[Begin Text passage]
# Advice for new artist :3



## Acara (Aug 26, 2009)

So I wanna get better at my art. I'm pretty... bad and really want to improve. I really can only draw one pose, and can't draw sideviews at all. 

I was just wondering if you guys could offer advice for new artists, how you got better, or links that could help out. I figured asking on here was better then googling it, since you guys are all real artists and can offer real advice 

And just for reference, here's some of my art XD
http://www.furaffinity.net/view/2557733/
http://www.furaffinity.net/view/2498224/
http://www.furaffinity.net/view/2364074/


----------



## Azerane (Aug 26, 2009)

The only way to get better is to practice a lot. Especially drawing from photos, and from life (if you can) both people and animals. It will really help you. Don't worry about tidyness, just do a lot of sketching to get the anatomy right. Eventually what happens is that your hand will memorise movements so you won't have to use references as often.

Also, in terms of drawing a side view, my art teacher quite a few years back told me that you can't draw something if you don't know what it looks like.  I'm sure you could recognise a cat from the side if you saw one  But that doesn't mean you know which way the face curves and where etc. So use references from all angles to practice features like that, it may not take you much time to pick it up, it may take you a long time, depends on the person, but practice a lot. That's the only way. You can't get it perfect overnight. In fact, I'm not sure it's possible to ever get it perfect =P


----------



## Arshes Nei (Aug 27, 2009)

Practice, Observe, and learn that making a lot of mistakes is part of the process.


----------



## azalea666 (Aug 27, 2009)

Drawing from life helps tremendously. Photos of people and animals are great resources, use photos that have dramatic lighting, so that you can learn where the body curves and deepens. Learn about anatomy inside as well as outside and it will give you a better handle on the way the body moves and muscles contract. I read a great book sometime ago called anatomy for the artist, it's a huge hardcover with an african-american man crouched down on a clear box on the cover. It's a great resource for learning the body.


----------



## Azerane (Aug 27, 2009)

Yes! Anatomy books... Animal anatomy for the artist = <3 http://www.amazon.com/Animal-Anatomy-Artists-Elements-Form/dp/0195142144


----------



## Arshes Nei (Aug 27, 2009)
[End Text passage]
[Begin Data excerpt]
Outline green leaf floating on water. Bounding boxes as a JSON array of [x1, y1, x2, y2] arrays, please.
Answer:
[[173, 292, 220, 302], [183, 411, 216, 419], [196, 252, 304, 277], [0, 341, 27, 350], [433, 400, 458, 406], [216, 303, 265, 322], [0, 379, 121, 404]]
[End Data excerpt]
Answer these from the art-advice thread:
(a) What kind of view does Acara say they cannot draw at all?
(b) What kind of lighting does azalea666 recommend in reference photos, and what does it help you learn?
(c) In Azerane's first post, what does the hand eventually do after a lot of practice?

**Completed task**
(a) Side views.
(b) Dramatic lighting, which helps you learn where the body curves and deepens.
(c) It memorizes movements, so you won't need references as often.